[Natural language region descriptions]
[Start of Attachment]

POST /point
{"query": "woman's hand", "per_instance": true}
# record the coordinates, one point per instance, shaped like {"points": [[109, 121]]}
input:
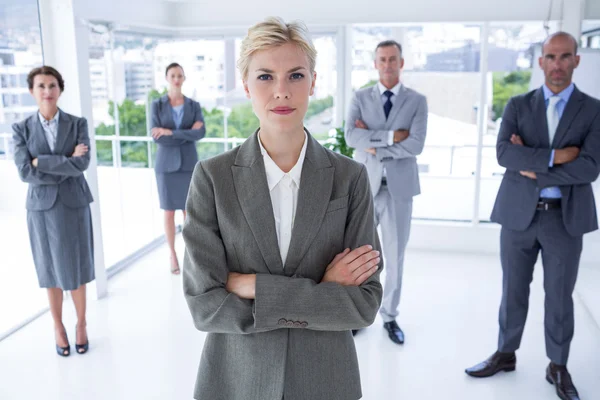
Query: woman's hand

[End of Attachment]

» **WHAT YOU SHOULD DO**: Any picture in the data is to be skipped, while each line is returned exactly as written.

» **EXERCISE SOLUTION**:
POST /point
{"query": "woman's hand", "per_instance": true}
# record the coordinates, one point per instance, shaped like {"points": [[109, 121]]}
input:
Query: woman's hand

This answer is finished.